Sarà poi con il medico e psicologo Raymond Moody che inizieranno i primi veri e proprio studi sulle esperienze di premorte. Attraverso l’analisi di quanto riportato da più di 3000 persone il medico statunitense si è convinto che la vita non finisce con la morte fisica.
Studi e approfondimenti sull'esperienza premorte
Questi, grazie ai numerosi casi analizzati, ha identificato nove caratteristiche comuni alle esperienze di premorte (caratteristiche che non necessariamente si manifestano tutte in ogni esperienza raccontata): presa di coscienza della morte del corpo, assenza di dolore, abbandono del corpo fisico, passaggio attraverso un tunnel, rapida ascesa al cielo, incontro con esseri luminosi, incontro con il massimo Essere di Luce, riesame della propria vita, riluttanza a tornare.

Estratti del materiale
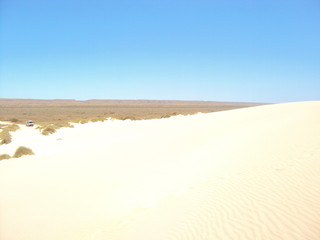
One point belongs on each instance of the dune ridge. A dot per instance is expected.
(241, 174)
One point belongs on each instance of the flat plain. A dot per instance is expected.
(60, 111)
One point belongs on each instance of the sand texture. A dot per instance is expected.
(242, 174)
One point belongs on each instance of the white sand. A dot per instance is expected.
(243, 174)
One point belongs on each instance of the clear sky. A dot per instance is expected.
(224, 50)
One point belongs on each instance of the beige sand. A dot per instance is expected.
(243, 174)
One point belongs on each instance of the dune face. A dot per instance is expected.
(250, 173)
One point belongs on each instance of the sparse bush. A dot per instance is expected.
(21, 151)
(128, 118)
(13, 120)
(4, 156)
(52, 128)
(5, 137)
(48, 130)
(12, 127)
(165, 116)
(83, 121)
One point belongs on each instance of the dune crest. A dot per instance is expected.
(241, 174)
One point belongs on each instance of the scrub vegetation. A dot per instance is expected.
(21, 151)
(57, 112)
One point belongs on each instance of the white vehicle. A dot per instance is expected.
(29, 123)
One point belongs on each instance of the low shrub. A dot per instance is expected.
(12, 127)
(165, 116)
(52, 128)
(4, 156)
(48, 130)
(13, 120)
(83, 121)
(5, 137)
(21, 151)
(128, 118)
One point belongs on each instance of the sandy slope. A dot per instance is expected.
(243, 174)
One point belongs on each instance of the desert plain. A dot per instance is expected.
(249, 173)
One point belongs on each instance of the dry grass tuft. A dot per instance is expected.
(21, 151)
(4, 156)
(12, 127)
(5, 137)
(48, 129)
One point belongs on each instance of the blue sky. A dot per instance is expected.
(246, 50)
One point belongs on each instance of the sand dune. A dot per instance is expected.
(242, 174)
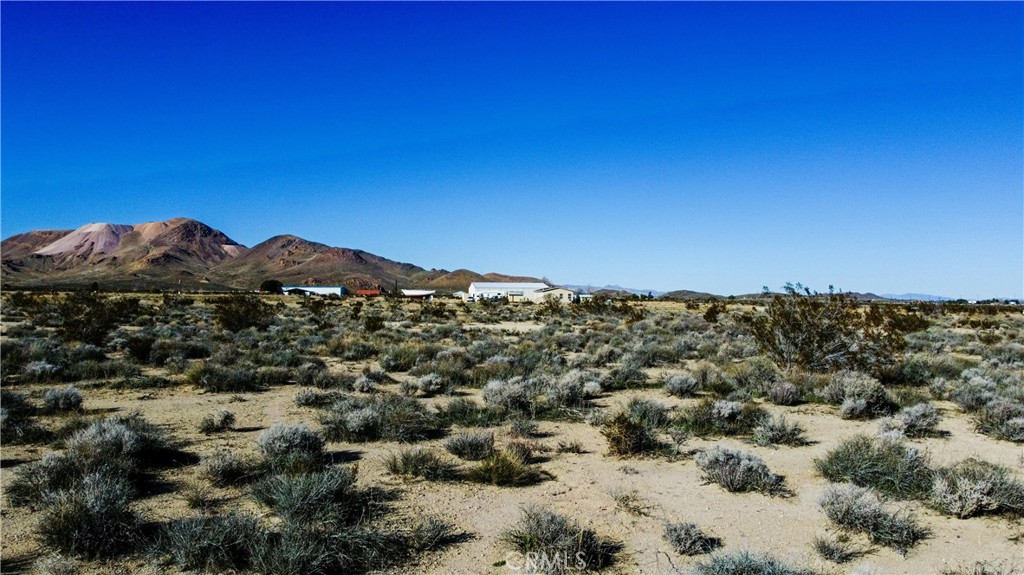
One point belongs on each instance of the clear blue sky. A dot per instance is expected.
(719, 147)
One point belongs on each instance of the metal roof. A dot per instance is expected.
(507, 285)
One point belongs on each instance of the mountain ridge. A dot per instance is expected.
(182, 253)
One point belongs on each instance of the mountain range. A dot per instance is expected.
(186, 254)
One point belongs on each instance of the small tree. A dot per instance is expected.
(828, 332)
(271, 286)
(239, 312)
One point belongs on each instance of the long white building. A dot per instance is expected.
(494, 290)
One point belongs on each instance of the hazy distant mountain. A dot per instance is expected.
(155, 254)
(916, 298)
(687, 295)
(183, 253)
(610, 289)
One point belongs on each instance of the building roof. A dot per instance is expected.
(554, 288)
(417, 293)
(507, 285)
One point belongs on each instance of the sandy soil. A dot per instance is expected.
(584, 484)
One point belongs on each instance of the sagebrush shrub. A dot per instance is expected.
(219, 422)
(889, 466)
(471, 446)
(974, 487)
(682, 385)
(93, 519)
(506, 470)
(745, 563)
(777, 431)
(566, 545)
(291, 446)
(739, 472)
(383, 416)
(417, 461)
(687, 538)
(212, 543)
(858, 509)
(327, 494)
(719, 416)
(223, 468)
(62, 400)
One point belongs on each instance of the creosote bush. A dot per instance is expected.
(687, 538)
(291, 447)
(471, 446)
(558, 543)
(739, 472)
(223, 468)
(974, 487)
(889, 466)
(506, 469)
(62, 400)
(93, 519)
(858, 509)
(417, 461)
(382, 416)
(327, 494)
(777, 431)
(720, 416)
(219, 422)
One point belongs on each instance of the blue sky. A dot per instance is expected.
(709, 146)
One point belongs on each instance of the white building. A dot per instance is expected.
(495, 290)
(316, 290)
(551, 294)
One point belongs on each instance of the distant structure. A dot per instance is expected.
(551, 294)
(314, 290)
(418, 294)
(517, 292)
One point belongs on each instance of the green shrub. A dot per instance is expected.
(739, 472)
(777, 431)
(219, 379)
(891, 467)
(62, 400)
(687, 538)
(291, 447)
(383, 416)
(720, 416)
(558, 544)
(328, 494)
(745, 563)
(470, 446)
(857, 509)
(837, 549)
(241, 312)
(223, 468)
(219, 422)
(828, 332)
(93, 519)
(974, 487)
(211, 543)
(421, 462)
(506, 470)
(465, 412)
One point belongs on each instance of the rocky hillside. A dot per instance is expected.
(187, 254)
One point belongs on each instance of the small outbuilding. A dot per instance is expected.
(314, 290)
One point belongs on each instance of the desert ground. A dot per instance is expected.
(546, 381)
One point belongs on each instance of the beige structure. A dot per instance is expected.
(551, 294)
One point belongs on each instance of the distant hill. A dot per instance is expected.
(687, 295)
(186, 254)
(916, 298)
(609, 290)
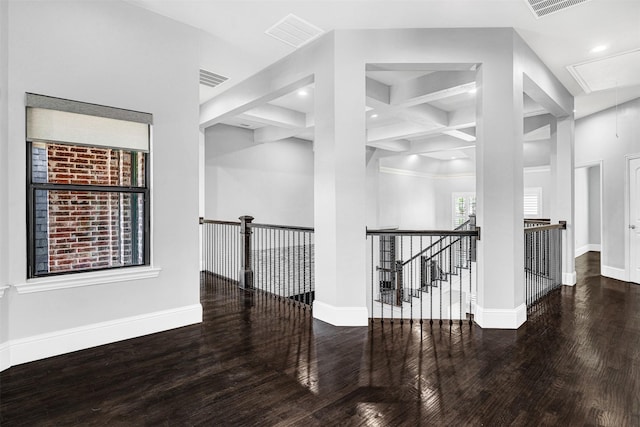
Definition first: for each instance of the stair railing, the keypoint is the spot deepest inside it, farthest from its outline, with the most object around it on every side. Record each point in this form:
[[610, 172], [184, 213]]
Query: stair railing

Cosa si richiede
Puoi riportare parola per parola il passo del segmento del documento che comincia con «Sarà poi con» e prosegue fino a «riluttanza a tornare.»? Il materiale non ha alcun ruolo in questo lavoro.

Risultato del compito
Sarà poi con il medico e psicologo Raymond Moody che inizieranno i primi veri e proprio studi sulle esperienze di premorte. Attraverso l’analisi di quanto riportato da più di 3000 persone il medico statunitense si è convinto che la vita non finisce con la morte fisica.
Studi e approfondimenti sull'esperienza premorte
Questi, grazie ai numerosi casi analizzati, ha identificato nove caratteristiche comuni alle esperienze di premorte (caratteristiche che non necessariamente si manifestano tutte in ogni esperienza raccontata): presa di coscienza della morte del corpo, assenza di dolore, abbandono del corpo fisico, passaggio attraverso un tunnel, rapida ascesa al cielo, incontro con esseri luminosi, incontro con il massimo Essere di Luce, riesame della propria vita, riluttanza a tornare.